What to work on:
1. Translate into Spanish this sentence from the passage on classroom movies: "There was never any introduction to the movie or discussion afterward."
2. According to the passage on classroom movies, who wrote "JT"?
3. Write out everything in the passage on classroom movies from "This was a 1956" down to "air and away.".

"I want me this cat I found."
Anyone remember those lines? They're from the movie "JT," a 1969 production from the Children's Television Workshop and written by Jane Wagner. As I understand it, "JT" was shown as a Christmas movie for many years, but I remember it from elementary school. It seemed that at least once every year from the time I was in first grade, the teachers would gather all the classes together, sit us on the floor, crank up the projector, and have us watch "JT." There was never any introduction to the movie or discussion afterward. Basically, I think they did it to give themselves an hour break.
|naively expecting a happy movie|
|starting to worry about movie|
God, how I HATED when the teachers made us watch that movie! Looking back as an adult, I can see that it is an excellent film that touches on many difficult subjects, such as poverty, bullying, honesty, charity, and love. But as a small child, the message I got from "JT" was that there were big, mean kids lurking around in alleyways who would chase you and kill your pets! I also didn't understand that the cat in the movie wasn't really dead, so I was always crying my eyes out at the end of the movie and then trying to hide it so other kids wouldn't
If "JT" weren't enough for my Post Traumatic Stress Disorder diagnosis, then the movie "The Red Balloon," another teacher favorite, sealed the deal.
This was a 1956 French movie by Pascal Lamorisse. There was practically no dialogue, which was good because it was in French. Synopsis of "The Red Balloon": Lonely little boy finds sentient, red balloon that follows him everywhere. They become friends. Adults and peers are either disapproving or jealous of the relationship between the boy and his balloon and attempt to disrupt it. Story ends when a group of horrible boys stone the balloon "to death" as the lonely little boy watches in dismay. Then balloons from all over the city converge on the boy and lift him up into the air and away.

Data under study:
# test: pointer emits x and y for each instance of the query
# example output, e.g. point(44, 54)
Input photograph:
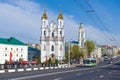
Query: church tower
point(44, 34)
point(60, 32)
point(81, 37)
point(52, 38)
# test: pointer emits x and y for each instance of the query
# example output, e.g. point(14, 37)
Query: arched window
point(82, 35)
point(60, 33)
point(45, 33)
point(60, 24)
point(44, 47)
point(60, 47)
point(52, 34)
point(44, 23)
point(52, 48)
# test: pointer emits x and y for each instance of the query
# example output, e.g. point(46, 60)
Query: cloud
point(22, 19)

---

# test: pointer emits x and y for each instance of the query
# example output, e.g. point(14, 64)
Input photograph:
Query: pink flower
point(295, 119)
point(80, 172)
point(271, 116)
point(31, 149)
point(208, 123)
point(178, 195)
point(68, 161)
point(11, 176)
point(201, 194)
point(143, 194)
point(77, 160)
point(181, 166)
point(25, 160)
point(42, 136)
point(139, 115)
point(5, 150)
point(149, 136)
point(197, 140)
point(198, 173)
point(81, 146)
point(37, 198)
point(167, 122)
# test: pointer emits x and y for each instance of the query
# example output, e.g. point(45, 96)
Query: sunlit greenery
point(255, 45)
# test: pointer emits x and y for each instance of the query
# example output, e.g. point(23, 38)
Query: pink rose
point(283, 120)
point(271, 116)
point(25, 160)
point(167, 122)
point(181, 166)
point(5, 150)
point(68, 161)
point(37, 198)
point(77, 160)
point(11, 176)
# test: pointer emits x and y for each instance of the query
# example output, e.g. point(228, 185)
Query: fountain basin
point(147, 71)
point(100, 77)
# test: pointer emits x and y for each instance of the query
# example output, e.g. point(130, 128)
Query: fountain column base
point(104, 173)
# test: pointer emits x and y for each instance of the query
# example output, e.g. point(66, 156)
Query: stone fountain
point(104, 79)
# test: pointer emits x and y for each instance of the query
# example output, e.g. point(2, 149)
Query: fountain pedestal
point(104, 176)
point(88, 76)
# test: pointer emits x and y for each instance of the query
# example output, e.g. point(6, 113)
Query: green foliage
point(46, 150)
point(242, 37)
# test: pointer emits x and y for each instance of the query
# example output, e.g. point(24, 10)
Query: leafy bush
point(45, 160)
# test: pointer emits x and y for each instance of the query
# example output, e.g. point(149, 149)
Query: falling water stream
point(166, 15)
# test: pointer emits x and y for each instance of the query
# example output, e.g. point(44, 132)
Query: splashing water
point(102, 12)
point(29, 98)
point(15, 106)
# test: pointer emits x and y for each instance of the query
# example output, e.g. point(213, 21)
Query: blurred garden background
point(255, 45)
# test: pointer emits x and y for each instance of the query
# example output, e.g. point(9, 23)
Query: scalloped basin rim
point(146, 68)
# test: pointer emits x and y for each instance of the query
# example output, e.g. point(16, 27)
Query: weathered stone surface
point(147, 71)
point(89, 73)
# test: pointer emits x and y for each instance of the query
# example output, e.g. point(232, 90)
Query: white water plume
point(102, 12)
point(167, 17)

Answers to this exercise:
1. Nunca hubo ninguna introducción a la película ni discusión posterior.

2. Jane Wagner.

3.
This was a 1956 French movie by Pascal Lamorisse. There was practically no dialogue, which was good because it was in French. Synopsis of "The Red Balloon": Lonely little boy finds sentient, red balloon that follows him everywhere. They become friends. Adults and peers are either disapproving or jealous of the relationship between the boy and his balloon and attempt to disrupt it. Story ends when a group of horrible boys stone the balloon "to death" as the lonely little boy watches in dismay. Then balloons from all over the city converge on the boy and lift him up into the air and away.